THE EXERCISE —
Please copy out everything from the line containing "Each instance gets a single point. Label the child's eye" down to the end of the records below, and keep the requests. Shift every coordinate in the answers by adding 126 to each number.
◆ ◆ ◆ ◆ ◆ ◆ ◆
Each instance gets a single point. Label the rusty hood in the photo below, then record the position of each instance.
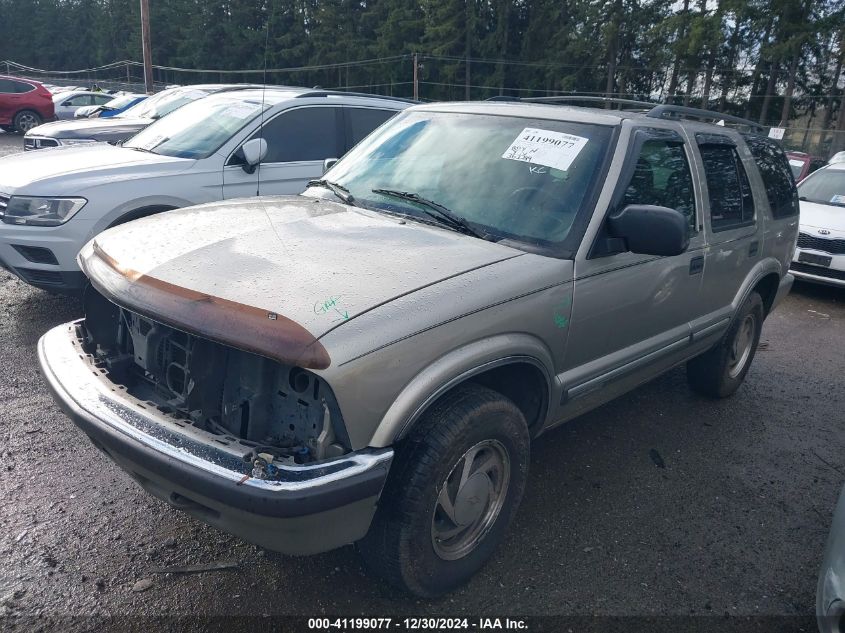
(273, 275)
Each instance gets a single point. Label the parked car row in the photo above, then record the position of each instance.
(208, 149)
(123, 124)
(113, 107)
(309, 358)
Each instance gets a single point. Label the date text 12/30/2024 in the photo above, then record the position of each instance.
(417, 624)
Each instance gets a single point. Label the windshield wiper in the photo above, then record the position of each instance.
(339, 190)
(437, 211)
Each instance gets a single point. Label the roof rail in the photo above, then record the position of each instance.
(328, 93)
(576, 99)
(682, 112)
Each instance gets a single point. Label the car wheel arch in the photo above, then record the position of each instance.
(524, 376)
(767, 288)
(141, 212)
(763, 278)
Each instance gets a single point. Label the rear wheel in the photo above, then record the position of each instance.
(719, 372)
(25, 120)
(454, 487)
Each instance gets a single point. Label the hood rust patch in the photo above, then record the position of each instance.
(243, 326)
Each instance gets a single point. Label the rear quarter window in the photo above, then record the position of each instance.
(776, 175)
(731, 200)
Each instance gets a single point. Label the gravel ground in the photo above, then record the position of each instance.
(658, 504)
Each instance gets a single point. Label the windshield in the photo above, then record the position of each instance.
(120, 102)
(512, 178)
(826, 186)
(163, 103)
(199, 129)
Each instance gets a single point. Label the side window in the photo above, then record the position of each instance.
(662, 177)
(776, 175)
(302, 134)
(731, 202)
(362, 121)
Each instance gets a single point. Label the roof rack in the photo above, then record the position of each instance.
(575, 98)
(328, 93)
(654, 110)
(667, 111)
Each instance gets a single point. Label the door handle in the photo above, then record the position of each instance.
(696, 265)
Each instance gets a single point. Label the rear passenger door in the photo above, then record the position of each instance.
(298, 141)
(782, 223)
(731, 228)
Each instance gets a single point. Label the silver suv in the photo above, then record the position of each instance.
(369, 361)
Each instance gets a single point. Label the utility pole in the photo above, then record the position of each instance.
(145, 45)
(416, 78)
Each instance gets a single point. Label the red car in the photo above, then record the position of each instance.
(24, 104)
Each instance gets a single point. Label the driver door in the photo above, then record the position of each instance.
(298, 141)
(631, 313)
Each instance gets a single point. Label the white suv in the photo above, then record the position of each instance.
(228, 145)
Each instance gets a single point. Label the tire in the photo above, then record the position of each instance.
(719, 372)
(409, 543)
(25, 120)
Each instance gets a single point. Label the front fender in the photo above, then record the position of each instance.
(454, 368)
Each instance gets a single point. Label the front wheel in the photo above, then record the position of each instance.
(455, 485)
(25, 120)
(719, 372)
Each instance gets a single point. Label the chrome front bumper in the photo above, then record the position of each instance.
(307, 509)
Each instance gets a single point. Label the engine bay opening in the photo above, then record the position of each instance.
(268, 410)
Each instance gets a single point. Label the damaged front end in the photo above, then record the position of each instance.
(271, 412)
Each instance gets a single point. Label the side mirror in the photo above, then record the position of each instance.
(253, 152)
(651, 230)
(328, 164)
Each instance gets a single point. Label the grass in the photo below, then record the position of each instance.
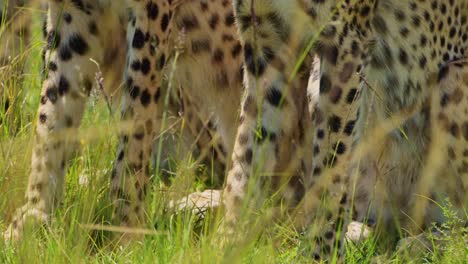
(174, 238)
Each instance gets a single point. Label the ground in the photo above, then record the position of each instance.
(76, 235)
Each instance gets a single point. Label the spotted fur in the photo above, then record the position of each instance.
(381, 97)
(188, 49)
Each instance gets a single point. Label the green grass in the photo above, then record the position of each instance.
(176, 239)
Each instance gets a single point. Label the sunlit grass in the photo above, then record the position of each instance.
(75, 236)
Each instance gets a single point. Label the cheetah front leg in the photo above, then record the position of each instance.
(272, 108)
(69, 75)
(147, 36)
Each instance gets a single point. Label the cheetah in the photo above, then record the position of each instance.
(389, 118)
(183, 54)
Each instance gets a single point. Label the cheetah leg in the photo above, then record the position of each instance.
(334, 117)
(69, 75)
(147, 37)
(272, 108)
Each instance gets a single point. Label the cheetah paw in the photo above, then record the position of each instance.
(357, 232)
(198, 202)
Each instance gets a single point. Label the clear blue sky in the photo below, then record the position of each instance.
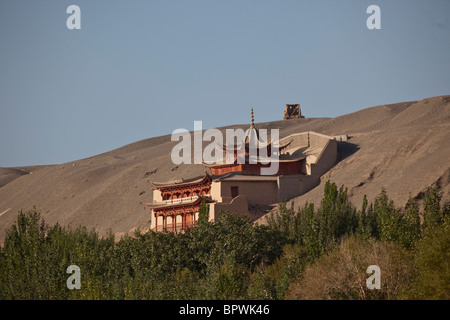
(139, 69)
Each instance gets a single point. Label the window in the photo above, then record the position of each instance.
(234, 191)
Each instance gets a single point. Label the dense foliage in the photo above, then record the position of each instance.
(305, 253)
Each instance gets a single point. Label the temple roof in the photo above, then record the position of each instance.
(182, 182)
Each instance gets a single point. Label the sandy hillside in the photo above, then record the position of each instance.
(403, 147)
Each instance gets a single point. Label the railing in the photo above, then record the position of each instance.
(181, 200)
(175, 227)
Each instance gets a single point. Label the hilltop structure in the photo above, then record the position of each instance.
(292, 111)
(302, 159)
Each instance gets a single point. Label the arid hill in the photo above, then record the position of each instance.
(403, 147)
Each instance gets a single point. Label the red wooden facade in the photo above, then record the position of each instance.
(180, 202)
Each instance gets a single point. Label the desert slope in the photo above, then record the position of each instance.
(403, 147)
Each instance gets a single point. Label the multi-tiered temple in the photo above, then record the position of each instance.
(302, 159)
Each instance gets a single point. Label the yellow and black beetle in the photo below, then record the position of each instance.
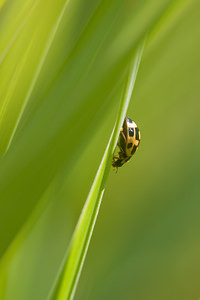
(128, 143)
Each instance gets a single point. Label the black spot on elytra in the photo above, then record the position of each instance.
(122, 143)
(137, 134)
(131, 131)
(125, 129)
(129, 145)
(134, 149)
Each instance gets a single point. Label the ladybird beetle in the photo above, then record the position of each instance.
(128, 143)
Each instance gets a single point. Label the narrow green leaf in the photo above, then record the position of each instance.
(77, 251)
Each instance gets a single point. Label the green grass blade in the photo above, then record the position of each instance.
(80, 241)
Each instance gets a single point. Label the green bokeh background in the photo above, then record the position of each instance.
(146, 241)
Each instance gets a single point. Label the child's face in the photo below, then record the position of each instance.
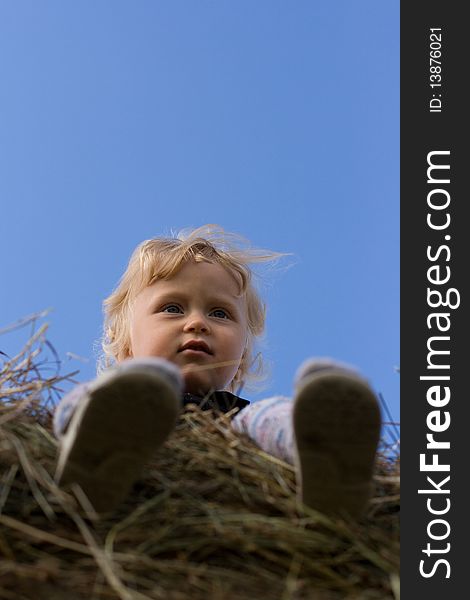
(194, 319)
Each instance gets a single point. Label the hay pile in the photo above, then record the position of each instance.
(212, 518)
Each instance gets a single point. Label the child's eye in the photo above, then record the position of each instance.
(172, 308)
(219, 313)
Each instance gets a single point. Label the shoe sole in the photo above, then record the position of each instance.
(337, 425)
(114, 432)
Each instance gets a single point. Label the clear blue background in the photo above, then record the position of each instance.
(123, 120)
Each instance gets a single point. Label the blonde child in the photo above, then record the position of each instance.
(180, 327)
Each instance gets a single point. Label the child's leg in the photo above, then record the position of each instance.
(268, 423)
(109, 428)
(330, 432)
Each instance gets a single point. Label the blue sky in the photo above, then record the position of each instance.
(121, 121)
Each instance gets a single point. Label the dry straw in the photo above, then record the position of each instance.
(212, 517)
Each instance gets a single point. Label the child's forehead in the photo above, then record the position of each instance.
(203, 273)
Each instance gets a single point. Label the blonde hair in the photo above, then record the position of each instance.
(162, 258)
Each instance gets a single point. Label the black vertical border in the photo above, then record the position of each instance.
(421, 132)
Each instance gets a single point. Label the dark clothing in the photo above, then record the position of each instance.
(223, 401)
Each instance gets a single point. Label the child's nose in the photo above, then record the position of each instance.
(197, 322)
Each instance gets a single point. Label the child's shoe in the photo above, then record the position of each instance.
◆ ◆ ◆ ◆ ◆ ◆ ◆
FINAL RESULT —
Each instance gets a single point. Label the child's eye in the photo above, then record the position of each instance.
(298, 434)
(345, 439)
Each instance gets a single point. Label the shoe sole in the photo above, then record the position of each instance.
(463, 551)
(240, 558)
Each instance gets a single point. Label the clear blue background in the photo above, then record the position of each instance.
(249, 246)
Each instance gets a single point. Label the blonde child in the photo above, then record the position of each instance.
(306, 453)
Each instance gets a single point. Label the child's leg in the photo above, then record the position of each instance.
(394, 549)
(235, 554)
(456, 558)
Each instance gets a single point. Label the blue sky in the photo above, then record the position of each instance.
(247, 247)
Each instance gets a single point. Label the dry straw in the photo above, then record the position of each instance.
(338, 643)
Each instance gets a single point. Label the child's forehead in the photo above, then record the position of each instance.
(329, 399)
Each instance gets a single point. Label the blonde hair in the photo above, then record the position of each instance.
(288, 384)
Each instance gets a single point. Label the black vertical border in the photo above, then record the position of each instance.
(547, 258)
Each instance gets a single point. Label the dark clothing in the photo above, then record the position of each instance.
(349, 527)
Each instance gets a single point. Label the child's nose in the photo above, then record the position of each instance.
(323, 448)
Each instance gets a single point. Label the child's shoe in the photo above, then record the position of each instance.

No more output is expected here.